• _Record set_:
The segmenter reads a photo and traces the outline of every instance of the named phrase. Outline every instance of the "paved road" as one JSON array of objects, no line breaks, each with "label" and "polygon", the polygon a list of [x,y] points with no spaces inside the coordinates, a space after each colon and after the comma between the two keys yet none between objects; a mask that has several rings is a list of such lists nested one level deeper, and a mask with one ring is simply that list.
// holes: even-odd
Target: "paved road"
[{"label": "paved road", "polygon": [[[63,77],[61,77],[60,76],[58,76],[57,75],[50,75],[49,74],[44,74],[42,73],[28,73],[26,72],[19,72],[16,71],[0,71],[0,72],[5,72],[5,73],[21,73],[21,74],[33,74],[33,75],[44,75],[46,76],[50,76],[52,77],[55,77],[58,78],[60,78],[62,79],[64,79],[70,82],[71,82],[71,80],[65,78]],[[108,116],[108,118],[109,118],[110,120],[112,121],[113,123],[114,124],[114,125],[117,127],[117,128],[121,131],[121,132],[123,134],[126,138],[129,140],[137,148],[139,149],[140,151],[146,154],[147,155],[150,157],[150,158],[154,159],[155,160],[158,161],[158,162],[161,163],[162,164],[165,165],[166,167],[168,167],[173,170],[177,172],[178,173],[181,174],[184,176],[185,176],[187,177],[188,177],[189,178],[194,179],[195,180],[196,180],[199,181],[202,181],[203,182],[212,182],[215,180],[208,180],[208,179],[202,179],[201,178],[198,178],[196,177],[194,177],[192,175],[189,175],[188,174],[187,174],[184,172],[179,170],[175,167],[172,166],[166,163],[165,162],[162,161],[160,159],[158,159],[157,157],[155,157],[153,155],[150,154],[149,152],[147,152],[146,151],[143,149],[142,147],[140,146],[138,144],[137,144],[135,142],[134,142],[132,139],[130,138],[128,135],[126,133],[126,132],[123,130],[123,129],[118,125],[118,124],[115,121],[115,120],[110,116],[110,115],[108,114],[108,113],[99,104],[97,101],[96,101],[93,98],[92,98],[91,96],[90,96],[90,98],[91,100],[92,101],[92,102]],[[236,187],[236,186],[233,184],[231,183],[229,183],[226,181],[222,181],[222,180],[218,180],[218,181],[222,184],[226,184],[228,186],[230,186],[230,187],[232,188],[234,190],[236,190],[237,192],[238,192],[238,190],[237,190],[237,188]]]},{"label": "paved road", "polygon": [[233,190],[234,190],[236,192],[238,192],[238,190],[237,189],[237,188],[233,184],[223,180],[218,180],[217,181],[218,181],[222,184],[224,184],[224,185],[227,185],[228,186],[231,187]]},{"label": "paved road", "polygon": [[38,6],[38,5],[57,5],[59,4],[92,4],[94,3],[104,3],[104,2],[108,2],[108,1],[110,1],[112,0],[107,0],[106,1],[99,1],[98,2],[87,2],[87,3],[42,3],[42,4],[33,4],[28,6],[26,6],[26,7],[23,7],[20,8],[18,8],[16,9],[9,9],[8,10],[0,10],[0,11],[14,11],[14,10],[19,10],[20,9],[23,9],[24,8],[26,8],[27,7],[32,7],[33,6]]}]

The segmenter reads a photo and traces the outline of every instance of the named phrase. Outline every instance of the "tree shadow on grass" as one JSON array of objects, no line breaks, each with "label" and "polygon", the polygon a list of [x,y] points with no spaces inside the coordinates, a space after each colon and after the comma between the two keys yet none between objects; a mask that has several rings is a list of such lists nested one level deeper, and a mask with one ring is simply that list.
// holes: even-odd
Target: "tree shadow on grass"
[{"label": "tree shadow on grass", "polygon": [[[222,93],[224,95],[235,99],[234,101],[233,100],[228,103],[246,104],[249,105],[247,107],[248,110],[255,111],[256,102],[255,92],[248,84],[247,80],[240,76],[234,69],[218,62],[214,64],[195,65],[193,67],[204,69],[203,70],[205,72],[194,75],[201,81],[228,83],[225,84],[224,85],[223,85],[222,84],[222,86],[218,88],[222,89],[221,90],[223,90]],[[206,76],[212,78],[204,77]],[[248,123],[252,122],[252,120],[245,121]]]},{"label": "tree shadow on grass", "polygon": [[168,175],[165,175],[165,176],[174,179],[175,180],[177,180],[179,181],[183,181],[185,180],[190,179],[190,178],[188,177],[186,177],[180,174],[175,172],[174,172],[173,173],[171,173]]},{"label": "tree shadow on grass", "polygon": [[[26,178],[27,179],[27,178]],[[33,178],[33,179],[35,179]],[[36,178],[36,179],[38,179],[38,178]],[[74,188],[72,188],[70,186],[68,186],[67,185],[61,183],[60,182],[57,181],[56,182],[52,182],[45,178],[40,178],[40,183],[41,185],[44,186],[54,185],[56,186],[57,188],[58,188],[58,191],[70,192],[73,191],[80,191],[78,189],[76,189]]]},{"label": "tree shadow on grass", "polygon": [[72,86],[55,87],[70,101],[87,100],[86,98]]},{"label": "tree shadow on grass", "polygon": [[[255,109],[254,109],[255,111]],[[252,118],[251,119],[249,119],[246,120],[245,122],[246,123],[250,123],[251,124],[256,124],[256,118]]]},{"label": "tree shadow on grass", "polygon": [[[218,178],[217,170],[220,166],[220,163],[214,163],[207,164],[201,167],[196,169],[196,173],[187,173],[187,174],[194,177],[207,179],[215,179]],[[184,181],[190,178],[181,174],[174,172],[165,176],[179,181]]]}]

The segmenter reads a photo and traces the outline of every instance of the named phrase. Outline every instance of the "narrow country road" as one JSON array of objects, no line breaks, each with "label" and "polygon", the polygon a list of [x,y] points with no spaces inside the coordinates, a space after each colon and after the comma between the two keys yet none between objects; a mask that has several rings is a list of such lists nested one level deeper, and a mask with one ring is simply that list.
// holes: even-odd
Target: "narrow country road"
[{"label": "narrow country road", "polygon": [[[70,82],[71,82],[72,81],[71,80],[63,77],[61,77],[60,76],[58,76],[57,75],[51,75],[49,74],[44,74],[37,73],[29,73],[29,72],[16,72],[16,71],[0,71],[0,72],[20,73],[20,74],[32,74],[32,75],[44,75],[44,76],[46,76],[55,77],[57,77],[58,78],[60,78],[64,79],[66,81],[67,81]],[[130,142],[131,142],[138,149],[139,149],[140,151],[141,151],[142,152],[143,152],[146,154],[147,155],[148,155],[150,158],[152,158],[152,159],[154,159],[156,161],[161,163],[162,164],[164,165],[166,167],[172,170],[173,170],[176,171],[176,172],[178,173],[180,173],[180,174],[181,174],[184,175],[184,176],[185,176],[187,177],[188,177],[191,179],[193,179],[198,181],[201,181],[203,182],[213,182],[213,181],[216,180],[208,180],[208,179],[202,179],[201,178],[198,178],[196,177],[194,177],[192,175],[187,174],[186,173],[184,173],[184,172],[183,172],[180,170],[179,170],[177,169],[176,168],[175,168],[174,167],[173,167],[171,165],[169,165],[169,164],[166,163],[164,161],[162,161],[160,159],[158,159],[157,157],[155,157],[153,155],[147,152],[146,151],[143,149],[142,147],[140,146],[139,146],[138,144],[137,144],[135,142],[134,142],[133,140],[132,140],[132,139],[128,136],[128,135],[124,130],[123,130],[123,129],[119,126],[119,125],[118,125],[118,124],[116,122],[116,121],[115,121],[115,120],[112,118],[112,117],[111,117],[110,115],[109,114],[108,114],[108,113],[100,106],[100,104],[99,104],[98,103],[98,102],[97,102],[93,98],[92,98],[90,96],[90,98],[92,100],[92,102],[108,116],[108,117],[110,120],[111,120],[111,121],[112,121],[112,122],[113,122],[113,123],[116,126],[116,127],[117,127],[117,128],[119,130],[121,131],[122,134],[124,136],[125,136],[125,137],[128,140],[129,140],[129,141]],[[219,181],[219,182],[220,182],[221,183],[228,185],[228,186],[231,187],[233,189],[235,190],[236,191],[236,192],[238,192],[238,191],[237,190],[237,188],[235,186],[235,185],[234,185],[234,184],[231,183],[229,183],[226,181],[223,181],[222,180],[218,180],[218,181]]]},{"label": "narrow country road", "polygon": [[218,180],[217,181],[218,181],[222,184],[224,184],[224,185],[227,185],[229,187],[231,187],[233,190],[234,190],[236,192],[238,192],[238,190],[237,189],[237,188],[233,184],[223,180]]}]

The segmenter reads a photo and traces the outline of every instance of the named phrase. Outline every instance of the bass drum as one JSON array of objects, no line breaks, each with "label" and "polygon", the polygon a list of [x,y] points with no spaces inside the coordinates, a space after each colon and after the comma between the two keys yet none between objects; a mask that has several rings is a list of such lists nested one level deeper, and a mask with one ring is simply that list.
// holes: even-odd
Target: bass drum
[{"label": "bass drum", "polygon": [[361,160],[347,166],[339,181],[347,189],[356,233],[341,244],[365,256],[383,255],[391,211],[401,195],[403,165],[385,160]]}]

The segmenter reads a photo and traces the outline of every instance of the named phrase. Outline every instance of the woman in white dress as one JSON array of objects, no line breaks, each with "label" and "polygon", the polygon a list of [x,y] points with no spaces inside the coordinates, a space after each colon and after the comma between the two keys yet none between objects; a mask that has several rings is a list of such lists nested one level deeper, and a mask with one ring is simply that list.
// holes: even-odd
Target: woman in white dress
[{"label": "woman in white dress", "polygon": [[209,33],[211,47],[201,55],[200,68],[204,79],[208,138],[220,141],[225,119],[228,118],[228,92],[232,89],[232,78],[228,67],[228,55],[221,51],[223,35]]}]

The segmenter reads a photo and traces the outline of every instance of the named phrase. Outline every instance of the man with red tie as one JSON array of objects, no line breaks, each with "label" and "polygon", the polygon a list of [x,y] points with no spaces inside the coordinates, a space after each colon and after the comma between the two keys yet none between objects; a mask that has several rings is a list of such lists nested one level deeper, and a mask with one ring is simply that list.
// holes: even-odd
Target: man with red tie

• _Description of the task_:
Print the lines of the listing above again word for word, from the line containing "of the woman" through the last line of the listing.

• _Task answer_:
The segmenter reads a photo and traces the outline of every instance of the named phrase. Outline every instance of the woman in white dress as one JSON array of objects, no line breaks, each with "label" and "polygon", the polygon a list of [x,y] points with no spaces inside the coordinates, a space after each colon and after the comma between the two keys yet none between objects; a mask that has several rings is a list of such lists nested one level deeper, and a mask with one ring is simply that list.
// holes: even-odd
Target: woman in white dress
[{"label": "woman in white dress", "polygon": [[209,33],[211,47],[201,55],[200,68],[204,79],[208,138],[220,141],[225,119],[228,118],[228,92],[232,89],[232,78],[228,67],[228,55],[221,51],[223,35]]}]

The segmenter reads a photo and traces the outline of every instance of the named phrase. Outline every instance of the man with red tie as one JSON array of objects, no line breaks, each with "label" and "polygon", the polygon a list of [x,y] points with no spaces inside the coordinates, a space after each colon and after the comma between the two keys yet none between objects; a mask that has several rings is a list of such lists nested one level deeper, and a mask with one ring is simply that list.
// holes: even-odd
Target: man with red tie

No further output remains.